=== PROVIDED DATA ===
====

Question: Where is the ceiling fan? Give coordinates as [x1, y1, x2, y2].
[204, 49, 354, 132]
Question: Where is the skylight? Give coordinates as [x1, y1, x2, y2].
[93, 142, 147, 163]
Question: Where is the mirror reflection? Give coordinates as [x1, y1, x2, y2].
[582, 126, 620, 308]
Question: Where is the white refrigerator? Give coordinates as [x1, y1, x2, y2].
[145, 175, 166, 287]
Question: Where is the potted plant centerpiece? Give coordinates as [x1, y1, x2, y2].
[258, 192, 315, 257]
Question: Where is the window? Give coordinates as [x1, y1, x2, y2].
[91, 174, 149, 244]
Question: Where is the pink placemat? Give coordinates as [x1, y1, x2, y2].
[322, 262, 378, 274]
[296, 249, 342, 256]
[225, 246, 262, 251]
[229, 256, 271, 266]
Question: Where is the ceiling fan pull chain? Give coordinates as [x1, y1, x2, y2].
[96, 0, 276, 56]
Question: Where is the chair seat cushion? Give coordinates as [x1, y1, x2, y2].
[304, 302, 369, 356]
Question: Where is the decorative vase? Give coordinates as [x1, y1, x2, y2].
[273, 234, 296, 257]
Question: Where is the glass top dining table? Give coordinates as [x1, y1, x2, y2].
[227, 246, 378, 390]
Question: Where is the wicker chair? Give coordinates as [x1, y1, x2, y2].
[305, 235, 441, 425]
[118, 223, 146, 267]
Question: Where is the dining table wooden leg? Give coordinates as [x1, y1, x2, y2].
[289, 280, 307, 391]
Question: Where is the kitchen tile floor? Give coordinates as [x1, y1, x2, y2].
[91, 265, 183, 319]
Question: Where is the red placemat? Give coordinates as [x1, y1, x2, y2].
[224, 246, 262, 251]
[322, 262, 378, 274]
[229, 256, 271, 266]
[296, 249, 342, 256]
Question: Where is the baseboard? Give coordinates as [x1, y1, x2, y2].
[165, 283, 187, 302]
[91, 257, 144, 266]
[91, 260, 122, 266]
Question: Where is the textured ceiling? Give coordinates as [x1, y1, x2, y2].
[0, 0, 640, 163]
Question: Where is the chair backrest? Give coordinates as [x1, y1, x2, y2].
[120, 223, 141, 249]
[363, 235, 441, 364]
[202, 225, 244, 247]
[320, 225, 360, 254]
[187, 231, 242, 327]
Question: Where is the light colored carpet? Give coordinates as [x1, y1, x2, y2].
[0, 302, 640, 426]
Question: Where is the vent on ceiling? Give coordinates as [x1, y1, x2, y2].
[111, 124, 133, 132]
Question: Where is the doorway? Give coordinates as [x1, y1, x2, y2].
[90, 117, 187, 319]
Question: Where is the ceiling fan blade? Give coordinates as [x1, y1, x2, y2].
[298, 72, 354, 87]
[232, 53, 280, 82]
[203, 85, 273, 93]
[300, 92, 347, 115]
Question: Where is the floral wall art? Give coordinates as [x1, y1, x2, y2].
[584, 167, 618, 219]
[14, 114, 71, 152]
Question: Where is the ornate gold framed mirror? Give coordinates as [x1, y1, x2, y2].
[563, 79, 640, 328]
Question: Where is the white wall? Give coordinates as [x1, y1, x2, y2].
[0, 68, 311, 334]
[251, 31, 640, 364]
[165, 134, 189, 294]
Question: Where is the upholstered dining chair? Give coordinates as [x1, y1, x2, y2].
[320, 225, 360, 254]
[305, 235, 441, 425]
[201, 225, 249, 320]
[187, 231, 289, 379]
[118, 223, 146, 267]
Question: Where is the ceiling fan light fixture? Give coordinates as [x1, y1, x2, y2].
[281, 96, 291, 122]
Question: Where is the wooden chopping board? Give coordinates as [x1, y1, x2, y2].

====

=== JOB ===
Rewrite all of the data above, changing every "Give coordinates as" to "Return the box as" and leaving everything else untouched.

=== ANSWER TO THE EXERCISE ===
Question: Where is the ceiling fan? Return the box as [x1, y1, x2, y2].
[204, 49, 354, 132]
Question: Where is the skylight? Return the box as [x1, y1, x2, y2].
[93, 142, 147, 163]
Question: Where is the mirror reflection? Return the box as [x1, y1, x2, y2].
[582, 126, 620, 308]
Question: Where is the white refrigerator? Return the box as [x1, y1, x2, y2].
[145, 175, 166, 287]
Question: Where is the potted plant centerpiece? Return the box as [x1, y1, x2, y2].
[258, 192, 315, 257]
Question: Where is the window? Return the box as [x1, y1, x2, y2].
[91, 174, 149, 244]
Question: Where is the pink placemat? Return the box as [x1, y1, x2, y2].
[322, 262, 378, 274]
[296, 249, 342, 256]
[225, 246, 262, 251]
[229, 256, 271, 266]
Question: Where is the ceiling fan pull chain? Return the box as [x1, y1, x2, y2].
[96, 0, 276, 56]
Question: Where is the chair seat cushion? Return the box as [x1, y1, x2, y2].
[304, 302, 369, 356]
Question: Where is the decorative vase? Return the box as [x1, y1, x2, y2].
[273, 234, 296, 257]
Question: Where is the glass top dining table? Return the box as [x1, y1, x2, y2].
[227, 246, 378, 390]
Question: Where is the wicker chair? Return the box as [x1, y1, x2, y2].
[305, 235, 441, 425]
[118, 223, 146, 267]
Question: Where is the dining table wooden leg? Return the box as [x1, y1, x2, y2].
[289, 280, 307, 391]
Question: Where is the kitchen tile floor? Return the box as [x1, y1, x2, y2].
[91, 265, 183, 319]
Question: Where is the red placemat? Return the box as [x1, y1, x2, y2].
[224, 246, 262, 251]
[322, 262, 378, 274]
[229, 256, 271, 266]
[296, 249, 342, 256]
Question: Where is the baseboard? Return the box as [x1, y1, x2, y2].
[165, 283, 187, 302]
[91, 257, 144, 266]
[91, 260, 122, 266]
Question: Where is the textured ceiling? Return the box as [x1, y1, x2, y2].
[0, 0, 640, 163]
Question: Where is the chair backrest? Return the box as [x1, y1, x2, y2].
[120, 223, 141, 249]
[363, 235, 441, 364]
[202, 225, 244, 247]
[320, 225, 360, 254]
[187, 231, 242, 327]
Question: Where is the light colored carpet? Return the box as [x1, y1, x2, y2].
[0, 302, 640, 426]
Question: Where is the vent on ceiling? Return the box as [x1, y1, x2, y2].
[111, 124, 133, 132]
Question: Where is the doorway? Return the box as [x1, y1, x2, y2].
[90, 117, 187, 319]
Question: Where is the ceiling fan blade? Return the box as [x1, y1, x2, y2].
[298, 72, 354, 87]
[232, 53, 280, 82]
[203, 85, 273, 93]
[300, 92, 347, 115]
Question: Where is the floral wall art? Return the box as [x1, y1, x2, y2].
[584, 167, 618, 219]
[14, 114, 71, 152]
Question: Where is the ornate gold framed mirror? Return the box as [x1, y1, x2, y2].
[563, 79, 640, 328]
Question: Where is the white wall? Return the box as [x1, y1, x2, y2].
[0, 68, 311, 334]
[251, 31, 640, 364]
[165, 134, 189, 294]
Question: Where is the upholstered dining chair? Return the box as [x1, y1, x2, y2].
[320, 225, 360, 254]
[305, 235, 441, 425]
[201, 225, 249, 320]
[187, 231, 289, 379]
[118, 223, 146, 267]
Question: Where is the ceiling fan light fixture? Return the box as [x1, y1, x2, y2].
[281, 96, 291, 122]
Question: Where is the wooden chopping board? Return the box as [x1, y1, x2, y2].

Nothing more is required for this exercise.